+++ Text excerpt
Non-intervention has always been a farce. Along with rampant hypocrisy, there has always been an air of unreality about the meetings of the Committee and the Subcommittee. Indeed, what kind of reality could there have been when, from its very inception, the Committee was led by two great powers who


Page 286

had set themselves the very definite task of maximum interference in Spanish affairs on the side of Franco?
But today the hypocrisy and unreality reached their apogee. And no wonder! The Italo-German intervention has expanded as never before. Hundreds of German and Italian planes, dispatched in recent weeks to help Franco, are dropping bombs on Republican lines and Republican cities. Hitler and Göring keep saying that they will not permit the triumph of ‘Bolshevism’ on the Iberian Peninsula. In his speech yesterday, Mussolini boasted openly of the exploits of the Italian air and ground forces in Spain. The Italian press glorifies the ‘heroism’ of the fascist ‘legionaries’ in the war against the Republic. Franco’s ambassador in Rome sends his gratitude to the Duce for aid rendered to the insurgents in recent battles…
And at such a moment, Lord Plymouth suddenly convenes the Subcommittee to discuss the final version of the ‘Plan for the Evacuation of Volunteers and for Granting Belligerent Rights under Certain Conditions’, the very same plan that the Subcommittee had been drafting and redrafting for the past six months and that had never seemed particularly realistic. Now that the Spanish Republic might cease to exist within three or four weeks, it is merely a mockery of common sense and the most elementary decorum.
++++++
+++ Material
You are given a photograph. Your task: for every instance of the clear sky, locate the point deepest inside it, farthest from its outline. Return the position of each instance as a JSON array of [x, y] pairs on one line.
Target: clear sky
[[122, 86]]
++++++
▶ _What to produce_:
Copy everything in the non-intervention text from "Non-intervention has always" down to "side of Franco?". The lines above aren't needed for this.

▶ _Result for this exercise_:
Non-intervention has always been a farce. Along with rampant hypocrisy, there has always been an air of unreality about the meetings of the Committee and the Subcommittee. Indeed, what kind of reality could there have been when, from its very inception, the Committee was led by two great powers who


Page 286

had set themselves the very definite task of maximum interference in Spanish affairs on the side of Franco?